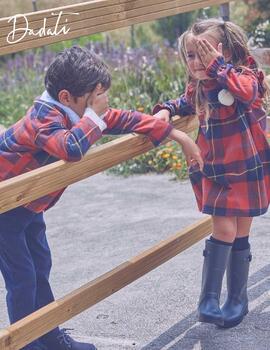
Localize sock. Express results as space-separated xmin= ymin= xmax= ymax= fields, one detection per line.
xmin=232 ymin=236 xmax=250 ymax=251
xmin=210 ymin=236 xmax=233 ymax=246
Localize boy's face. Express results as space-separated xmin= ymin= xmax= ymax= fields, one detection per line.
xmin=59 ymin=84 xmax=108 ymax=118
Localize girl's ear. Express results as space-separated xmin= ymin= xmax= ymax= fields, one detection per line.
xmin=223 ymin=49 xmax=232 ymax=62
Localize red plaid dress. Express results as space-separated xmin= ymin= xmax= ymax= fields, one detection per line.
xmin=0 ymin=99 xmax=172 ymax=213
xmin=154 ymin=56 xmax=270 ymax=217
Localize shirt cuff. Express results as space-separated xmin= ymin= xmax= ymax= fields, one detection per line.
xmin=84 ymin=107 xmax=107 ymax=131
xmin=206 ymin=56 xmax=226 ymax=78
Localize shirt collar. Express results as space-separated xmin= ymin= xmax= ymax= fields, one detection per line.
xmin=40 ymin=90 xmax=80 ymax=125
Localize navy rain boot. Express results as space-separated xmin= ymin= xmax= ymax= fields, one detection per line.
xmin=198 ymin=239 xmax=231 ymax=326
xmin=220 ymin=247 xmax=252 ymax=328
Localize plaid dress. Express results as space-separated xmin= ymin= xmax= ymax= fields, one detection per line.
xmin=154 ymin=56 xmax=270 ymax=217
xmin=0 ymin=97 xmax=172 ymax=213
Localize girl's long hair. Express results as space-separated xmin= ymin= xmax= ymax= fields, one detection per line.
xmin=178 ymin=18 xmax=269 ymax=120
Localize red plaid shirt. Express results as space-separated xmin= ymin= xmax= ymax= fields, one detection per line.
xmin=0 ymin=98 xmax=172 ymax=212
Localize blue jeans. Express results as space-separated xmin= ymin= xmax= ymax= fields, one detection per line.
xmin=0 ymin=206 xmax=59 ymax=349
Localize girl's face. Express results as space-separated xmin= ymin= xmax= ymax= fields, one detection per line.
xmin=185 ymin=33 xmax=220 ymax=80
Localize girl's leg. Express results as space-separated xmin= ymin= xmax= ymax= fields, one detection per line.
xmin=221 ymin=217 xmax=253 ymax=328
xmin=212 ymin=216 xmax=237 ymax=243
xmin=198 ymin=216 xmax=236 ymax=326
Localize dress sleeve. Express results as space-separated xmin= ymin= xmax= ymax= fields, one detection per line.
xmin=152 ymin=83 xmax=196 ymax=118
xmin=206 ymin=56 xmax=259 ymax=105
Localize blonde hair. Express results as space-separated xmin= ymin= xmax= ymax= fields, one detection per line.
xmin=178 ymin=18 xmax=269 ymax=119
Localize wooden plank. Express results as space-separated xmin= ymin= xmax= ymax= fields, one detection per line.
xmin=0 ymin=0 xmax=230 ymax=55
xmin=0 ymin=0 xmax=169 ymax=37
xmin=0 ymin=0 xmax=226 ymax=46
xmin=0 ymin=116 xmax=198 ymax=214
xmin=0 ymin=216 xmax=212 ymax=350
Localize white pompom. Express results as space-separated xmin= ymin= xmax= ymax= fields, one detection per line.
xmin=218 ymin=89 xmax=234 ymax=106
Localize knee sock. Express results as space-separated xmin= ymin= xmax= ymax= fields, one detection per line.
xmin=232 ymin=236 xmax=250 ymax=251
xmin=210 ymin=236 xmax=233 ymax=246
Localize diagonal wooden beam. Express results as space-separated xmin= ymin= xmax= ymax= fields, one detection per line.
xmin=0 ymin=216 xmax=212 ymax=350
xmin=0 ymin=116 xmax=198 ymax=214
xmin=0 ymin=0 xmax=230 ymax=55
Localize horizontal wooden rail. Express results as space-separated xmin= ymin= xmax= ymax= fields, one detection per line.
xmin=0 ymin=0 xmax=230 ymax=56
xmin=0 ymin=116 xmax=198 ymax=214
xmin=0 ymin=216 xmax=212 ymax=350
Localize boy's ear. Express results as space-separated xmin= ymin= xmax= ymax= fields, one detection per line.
xmin=58 ymin=90 xmax=72 ymax=106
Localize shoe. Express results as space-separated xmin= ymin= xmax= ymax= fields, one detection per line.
xmin=22 ymin=343 xmax=47 ymax=350
xmin=198 ymin=239 xmax=231 ymax=326
xmin=220 ymin=247 xmax=252 ymax=328
xmin=41 ymin=328 xmax=97 ymax=350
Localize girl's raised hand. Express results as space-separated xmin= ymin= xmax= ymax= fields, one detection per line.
xmin=197 ymin=39 xmax=223 ymax=68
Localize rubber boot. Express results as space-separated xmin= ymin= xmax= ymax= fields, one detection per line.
xmin=198 ymin=239 xmax=232 ymax=326
xmin=220 ymin=247 xmax=252 ymax=328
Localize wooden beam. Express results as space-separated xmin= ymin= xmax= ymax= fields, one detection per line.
xmin=0 ymin=116 xmax=198 ymax=214
xmin=0 ymin=0 xmax=230 ymax=55
xmin=0 ymin=216 xmax=212 ymax=350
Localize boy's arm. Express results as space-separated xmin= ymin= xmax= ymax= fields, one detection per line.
xmin=103 ymin=108 xmax=173 ymax=146
xmin=103 ymin=108 xmax=203 ymax=168
xmin=35 ymin=108 xmax=107 ymax=161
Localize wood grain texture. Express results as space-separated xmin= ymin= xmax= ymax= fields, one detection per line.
xmin=0 ymin=0 xmax=230 ymax=55
xmin=0 ymin=116 xmax=198 ymax=214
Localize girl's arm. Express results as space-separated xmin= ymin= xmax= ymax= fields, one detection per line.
xmin=206 ymin=56 xmax=259 ymax=105
xmin=152 ymin=85 xmax=196 ymax=120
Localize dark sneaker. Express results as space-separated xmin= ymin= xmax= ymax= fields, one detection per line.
xmin=41 ymin=329 xmax=97 ymax=350
xmin=22 ymin=344 xmax=47 ymax=350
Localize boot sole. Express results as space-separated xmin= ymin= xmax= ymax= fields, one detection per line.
xmin=199 ymin=314 xmax=224 ymax=326
xmin=219 ymin=309 xmax=249 ymax=329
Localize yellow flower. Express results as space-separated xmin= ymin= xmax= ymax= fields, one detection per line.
xmin=162 ymin=154 xmax=170 ymax=159
xmin=137 ymin=107 xmax=144 ymax=112
xmin=148 ymin=160 xmax=153 ymax=165
xmin=172 ymin=155 xmax=178 ymax=160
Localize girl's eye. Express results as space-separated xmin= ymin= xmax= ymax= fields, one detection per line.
xmin=187 ymin=53 xmax=195 ymax=59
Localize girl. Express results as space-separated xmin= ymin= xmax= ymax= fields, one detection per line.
xmin=154 ymin=19 xmax=270 ymax=328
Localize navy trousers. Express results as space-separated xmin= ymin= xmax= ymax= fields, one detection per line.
xmin=0 ymin=206 xmax=59 ymax=349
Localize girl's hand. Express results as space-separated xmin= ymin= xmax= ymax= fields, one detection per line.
xmin=168 ymin=129 xmax=203 ymax=171
xmin=153 ymin=109 xmax=170 ymax=122
xmin=181 ymin=134 xmax=203 ymax=171
xmin=197 ymin=39 xmax=223 ymax=68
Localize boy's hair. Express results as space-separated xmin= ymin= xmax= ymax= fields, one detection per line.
xmin=178 ymin=18 xmax=269 ymax=119
xmin=45 ymin=46 xmax=111 ymax=101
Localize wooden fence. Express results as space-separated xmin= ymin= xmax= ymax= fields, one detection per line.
xmin=0 ymin=1 xmax=234 ymax=348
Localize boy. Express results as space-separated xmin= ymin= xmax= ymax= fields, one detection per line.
xmin=0 ymin=46 xmax=202 ymax=350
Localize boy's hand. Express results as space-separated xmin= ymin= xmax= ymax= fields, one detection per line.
xmin=153 ymin=110 xmax=170 ymax=122
xmin=168 ymin=129 xmax=203 ymax=171
xmin=197 ymin=39 xmax=223 ymax=68
xmin=87 ymin=90 xmax=109 ymax=117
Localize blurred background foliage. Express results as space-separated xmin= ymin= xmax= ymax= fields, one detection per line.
xmin=0 ymin=1 xmax=269 ymax=179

--------------------

> **Goal of the exercise**: Set down, word for word, the line that contains "Localize girl. Express" and all lines after it up to the end of the listing.

> **Finished task**:
Localize girl. Express results as space-separated xmin= ymin= xmax= ymax= fields, one detection per line.
xmin=154 ymin=19 xmax=270 ymax=328
Localize navy trousers. Express results as space-separated xmin= ymin= xmax= ymax= fields, one detection per line.
xmin=0 ymin=206 xmax=59 ymax=349
Localize girl's hand. Express results as space-separated xmin= ymin= xmax= ymax= fields, one detection per line.
xmin=168 ymin=129 xmax=203 ymax=171
xmin=153 ymin=109 xmax=170 ymax=122
xmin=181 ymin=134 xmax=203 ymax=171
xmin=197 ymin=39 xmax=223 ymax=68
Localize boy's hair. Express results as space-separated xmin= ymin= xmax= ymax= fields, one detection per line.
xmin=178 ymin=18 xmax=269 ymax=119
xmin=45 ymin=46 xmax=111 ymax=101
Localize wooden fence. Express results as space-separated xmin= ymin= xmax= ymax= fields, one detection per line.
xmin=0 ymin=1 xmax=234 ymax=348
Localize boy. Express results as space-separated xmin= ymin= xmax= ymax= fields, one detection per line.
xmin=0 ymin=46 xmax=202 ymax=350
Localize boy's hand. Express results as space-separated xmin= ymin= xmax= ymax= fields, one detection per line.
xmin=153 ymin=110 xmax=170 ymax=122
xmin=168 ymin=129 xmax=203 ymax=171
xmin=197 ymin=39 xmax=223 ymax=68
xmin=87 ymin=90 xmax=109 ymax=117
Localize blurred background foliage. Express results as space-separated xmin= ymin= xmax= ymax= fields, one detection per line.
xmin=0 ymin=1 xmax=269 ymax=179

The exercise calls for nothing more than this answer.